**Given request:** Carry the letter about logging in Yellowwood State Forest's Back Country Area further, picking up right after its last sentence.

Begin Passage shown

Did you contact Governor Holcomb to express your opposition to the logging at Yellowwood, only to receive a letter back from … the head of the Indiana Division of Forestry?
We disagree heartily with many assertions in the letter. Below, IFA Executive Director Jeff Stant addresses every point in this six-page rebuttal. Here’s Seifert’s letter, with highlights of Stant’s rebuttal inserted in blue. If you’ve got the time, write back to the Governor with these counterpoints in mind!
Dear Hoosier Citizen:
Thank you for your interest in the proposed resource management plan for a portion of the Yellowwood State Forest’s Back Country Area (BCA).
The DNR Division of Forestry has managed state forest lands for more than 100 years, during which time once abused and abandoned land has been restored to nearly 160,000 acres of diverse and healthy forests.
This includes the 2,900-acre Yellowwood State Forest Back Country Area. When the state acquired this land in the 1950s, it was a combination of cutover woodland, fruit orchards, farm fields and young growth. The husbandry practices of the Department of Natural Resources Forestry division restored this area, and in 1981, it received backcountry designation. At that time, the state announced timber management would continue under harvesting guidelines limited to the use of single-tree selection.

End Passage shown
Begin Stored rows

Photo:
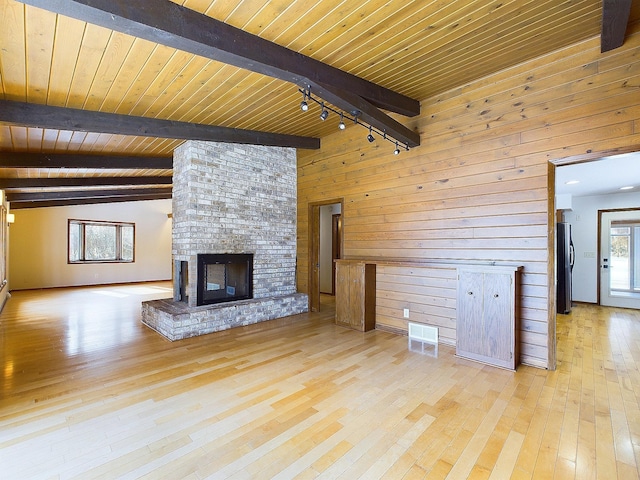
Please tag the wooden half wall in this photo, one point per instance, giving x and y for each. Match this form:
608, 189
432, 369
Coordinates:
480, 186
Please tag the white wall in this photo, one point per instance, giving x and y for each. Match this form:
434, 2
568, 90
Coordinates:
38, 245
326, 267
584, 229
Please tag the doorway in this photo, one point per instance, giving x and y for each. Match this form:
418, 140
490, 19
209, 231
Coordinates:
619, 254
325, 244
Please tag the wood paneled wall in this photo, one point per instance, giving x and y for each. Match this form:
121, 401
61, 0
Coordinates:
479, 188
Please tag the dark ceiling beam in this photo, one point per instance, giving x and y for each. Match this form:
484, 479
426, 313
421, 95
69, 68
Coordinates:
173, 25
372, 116
9, 183
76, 194
44, 116
63, 160
170, 24
86, 201
615, 17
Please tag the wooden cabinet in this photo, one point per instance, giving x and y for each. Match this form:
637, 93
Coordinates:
486, 328
356, 294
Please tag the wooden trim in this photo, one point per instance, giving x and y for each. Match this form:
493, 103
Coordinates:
551, 268
64, 160
8, 183
71, 194
87, 201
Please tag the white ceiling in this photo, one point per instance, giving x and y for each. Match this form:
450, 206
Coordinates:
600, 177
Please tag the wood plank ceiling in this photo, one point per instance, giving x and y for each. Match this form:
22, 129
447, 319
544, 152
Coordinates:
417, 49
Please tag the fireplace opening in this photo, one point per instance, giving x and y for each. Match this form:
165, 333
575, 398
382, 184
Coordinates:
224, 277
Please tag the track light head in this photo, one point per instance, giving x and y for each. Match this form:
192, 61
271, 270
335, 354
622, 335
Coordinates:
324, 114
370, 137
304, 106
341, 125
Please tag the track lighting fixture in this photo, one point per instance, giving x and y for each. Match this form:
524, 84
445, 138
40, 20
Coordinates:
353, 116
304, 106
370, 137
324, 114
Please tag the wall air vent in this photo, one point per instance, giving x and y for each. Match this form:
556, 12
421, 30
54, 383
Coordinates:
423, 333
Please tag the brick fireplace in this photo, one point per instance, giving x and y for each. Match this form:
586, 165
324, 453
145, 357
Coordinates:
231, 199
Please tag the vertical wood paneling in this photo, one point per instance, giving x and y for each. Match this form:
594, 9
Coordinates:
478, 187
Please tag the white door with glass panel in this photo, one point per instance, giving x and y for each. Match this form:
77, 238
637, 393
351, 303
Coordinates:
620, 259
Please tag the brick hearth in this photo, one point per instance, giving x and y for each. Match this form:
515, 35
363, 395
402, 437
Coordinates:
230, 198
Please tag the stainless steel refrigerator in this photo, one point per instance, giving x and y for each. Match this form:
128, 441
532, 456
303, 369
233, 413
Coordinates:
566, 254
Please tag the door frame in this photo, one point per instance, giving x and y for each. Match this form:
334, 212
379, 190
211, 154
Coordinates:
314, 250
600, 246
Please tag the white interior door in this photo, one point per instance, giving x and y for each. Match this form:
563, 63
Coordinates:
620, 259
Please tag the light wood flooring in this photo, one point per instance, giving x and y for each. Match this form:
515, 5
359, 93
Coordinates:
89, 392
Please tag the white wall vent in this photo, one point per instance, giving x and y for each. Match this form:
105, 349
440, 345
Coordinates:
423, 333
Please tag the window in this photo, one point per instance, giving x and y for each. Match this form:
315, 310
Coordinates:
96, 241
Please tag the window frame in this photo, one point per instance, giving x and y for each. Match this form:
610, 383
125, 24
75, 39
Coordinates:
83, 224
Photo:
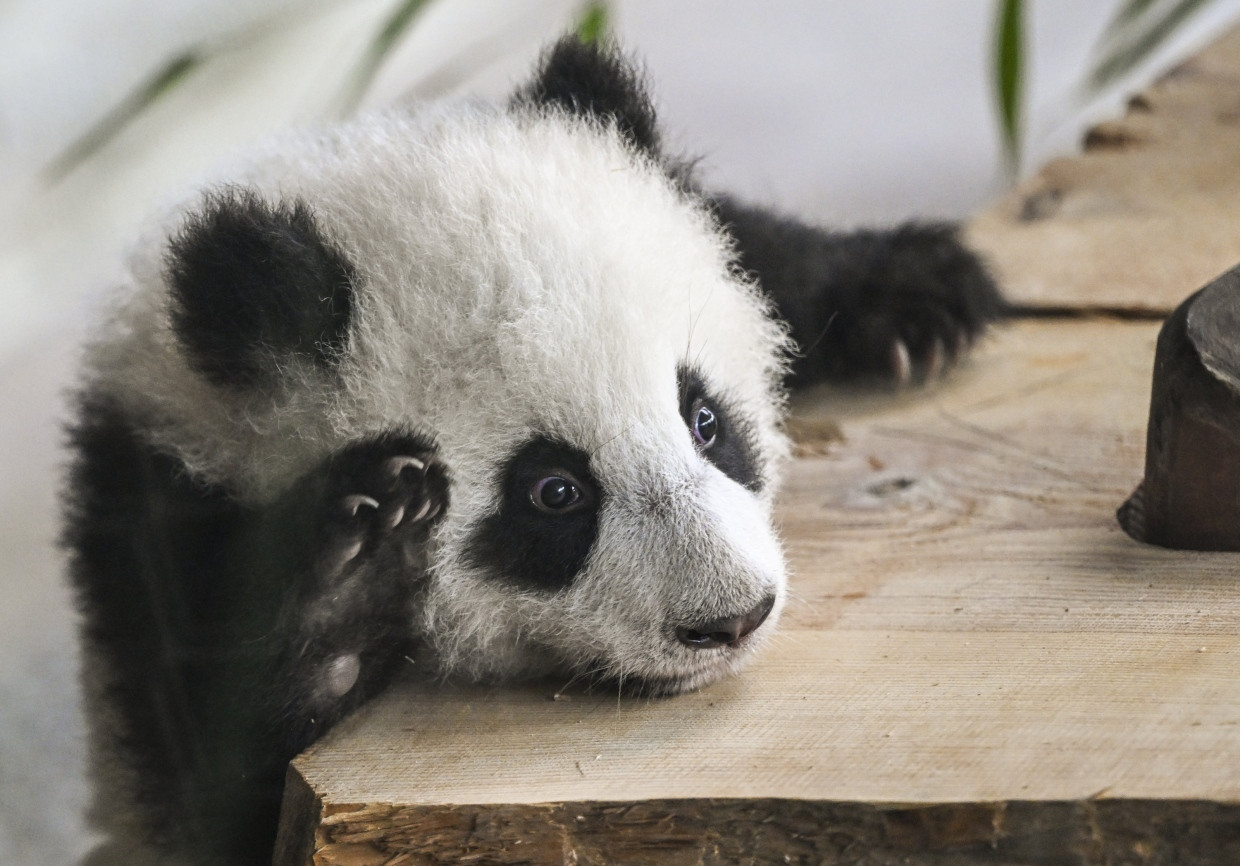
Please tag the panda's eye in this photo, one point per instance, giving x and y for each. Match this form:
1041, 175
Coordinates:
704, 423
557, 494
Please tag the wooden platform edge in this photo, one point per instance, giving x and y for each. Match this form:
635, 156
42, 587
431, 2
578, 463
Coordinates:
300, 816
718, 831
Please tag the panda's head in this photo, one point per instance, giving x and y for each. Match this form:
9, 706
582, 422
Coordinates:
537, 289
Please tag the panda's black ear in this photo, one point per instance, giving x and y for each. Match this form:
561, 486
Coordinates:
593, 78
253, 284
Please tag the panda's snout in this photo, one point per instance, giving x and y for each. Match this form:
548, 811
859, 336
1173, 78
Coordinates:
726, 630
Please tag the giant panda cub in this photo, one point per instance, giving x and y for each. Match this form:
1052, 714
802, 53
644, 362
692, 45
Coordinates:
496, 388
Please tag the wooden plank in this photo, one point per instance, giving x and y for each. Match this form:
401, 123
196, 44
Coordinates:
975, 656
1145, 215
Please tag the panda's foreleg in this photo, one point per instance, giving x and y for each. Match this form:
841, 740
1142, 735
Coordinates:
899, 304
223, 639
325, 611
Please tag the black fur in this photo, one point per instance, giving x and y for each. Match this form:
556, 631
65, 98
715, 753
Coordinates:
199, 604
253, 283
531, 547
594, 80
735, 448
850, 297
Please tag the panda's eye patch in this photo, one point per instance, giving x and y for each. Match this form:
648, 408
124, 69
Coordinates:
722, 434
557, 494
546, 519
704, 423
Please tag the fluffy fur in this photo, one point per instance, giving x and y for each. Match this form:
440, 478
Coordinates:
487, 385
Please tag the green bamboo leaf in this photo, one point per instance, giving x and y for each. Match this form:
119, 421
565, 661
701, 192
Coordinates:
112, 123
1135, 35
388, 36
1009, 75
594, 21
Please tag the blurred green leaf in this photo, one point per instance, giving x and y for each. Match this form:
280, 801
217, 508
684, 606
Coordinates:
1009, 75
146, 94
396, 25
594, 21
1138, 29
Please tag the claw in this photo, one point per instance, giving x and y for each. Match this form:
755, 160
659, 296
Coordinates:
357, 501
936, 361
902, 364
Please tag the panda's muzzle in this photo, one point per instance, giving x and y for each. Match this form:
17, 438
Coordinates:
726, 630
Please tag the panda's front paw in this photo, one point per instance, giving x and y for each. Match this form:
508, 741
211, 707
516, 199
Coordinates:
918, 307
388, 489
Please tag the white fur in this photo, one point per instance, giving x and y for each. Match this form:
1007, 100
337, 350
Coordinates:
518, 273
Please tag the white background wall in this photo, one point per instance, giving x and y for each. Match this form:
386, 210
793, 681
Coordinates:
845, 112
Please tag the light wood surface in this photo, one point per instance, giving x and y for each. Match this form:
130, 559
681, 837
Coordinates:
1145, 215
969, 627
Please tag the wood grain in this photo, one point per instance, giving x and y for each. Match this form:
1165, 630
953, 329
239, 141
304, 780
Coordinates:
975, 654
1146, 215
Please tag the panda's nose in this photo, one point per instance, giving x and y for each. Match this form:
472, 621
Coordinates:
727, 630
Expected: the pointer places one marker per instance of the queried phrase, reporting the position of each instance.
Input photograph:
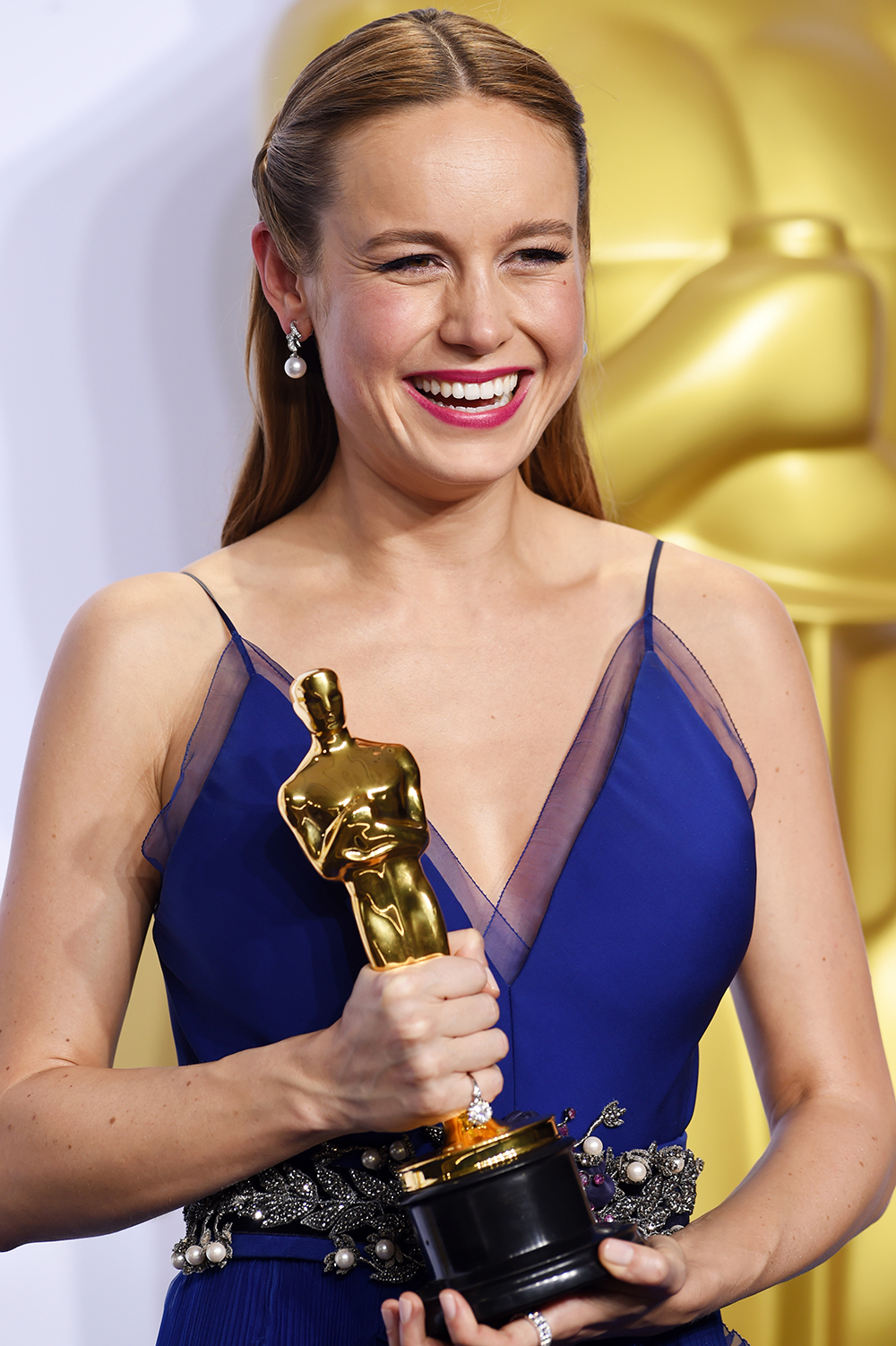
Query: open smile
(461, 397)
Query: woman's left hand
(644, 1278)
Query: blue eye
(418, 262)
(542, 255)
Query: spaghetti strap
(235, 634)
(649, 597)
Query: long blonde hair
(421, 56)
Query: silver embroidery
(660, 1203)
(350, 1205)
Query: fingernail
(619, 1252)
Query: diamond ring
(479, 1110)
(542, 1327)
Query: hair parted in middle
(421, 56)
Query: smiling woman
(418, 512)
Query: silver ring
(542, 1327)
(479, 1110)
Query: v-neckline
(510, 922)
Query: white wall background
(126, 136)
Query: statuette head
(318, 702)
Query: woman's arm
(804, 995)
(85, 1148)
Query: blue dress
(614, 941)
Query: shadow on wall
(125, 267)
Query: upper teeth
(469, 392)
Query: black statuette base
(512, 1238)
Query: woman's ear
(284, 289)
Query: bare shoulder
(134, 667)
(144, 626)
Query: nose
(478, 314)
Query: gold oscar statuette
(499, 1211)
(357, 812)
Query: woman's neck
(381, 528)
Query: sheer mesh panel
(699, 688)
(223, 696)
(512, 922)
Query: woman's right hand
(408, 1040)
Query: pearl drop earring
(295, 367)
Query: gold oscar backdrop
(743, 402)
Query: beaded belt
(350, 1198)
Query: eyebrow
(529, 229)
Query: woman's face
(448, 302)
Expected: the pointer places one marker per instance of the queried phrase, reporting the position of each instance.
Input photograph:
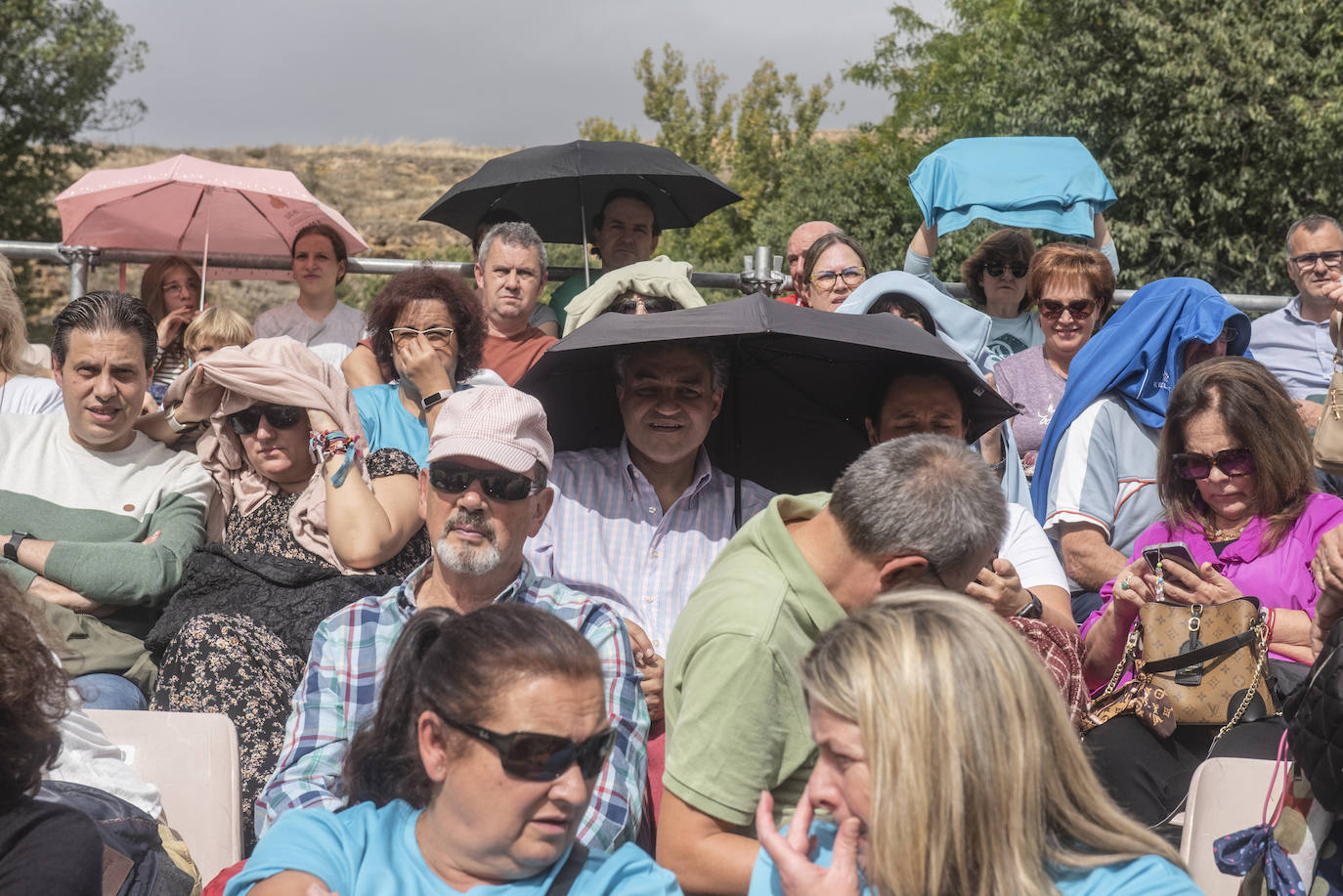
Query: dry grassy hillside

End Stored rows

**Answer for this exercise:**
This is a mischaracterization of the condition of much of the land that was acquired to become state forest and part of this Back Country Area. At least 75% of this area was closed canopy forest according to aerial photographs taken in 1939 (below). It was by no means “cutover woodland, fruit orchards,” etc.
Single-tree selection, along with best management practices for erosion control, will be used for this harvest, just as it has been utilized for the previous 13 Morgan Monroe Back Country Area harvests, including 2011 and 2013. This means that 5 to 7 trees per acre may be removed. Single-tree selection guidelines ensure the vast majority of trees, including some big trees, will be untouched and less stressed from current overcrowding.
The assertion that only 5 to 7 trees is not borne out by the trees that have just been marked to be logged in the timber sale. In some areas there are fewer than 5 to 7 trees marked to be cut, but in other areas, most notably on the flat ridge top in the center of Tract 3 where the forest canopy is more than 80 feet off the ground, a rarity anywhere in the state forests today–the trees marked to be cut are concentrated in groups of 20 to 40 per acre. Here, removing this many marked trees will substantively change the undisturbed character of the forest, replacing its deep green shade with much more sunlight and making it drier and hotter.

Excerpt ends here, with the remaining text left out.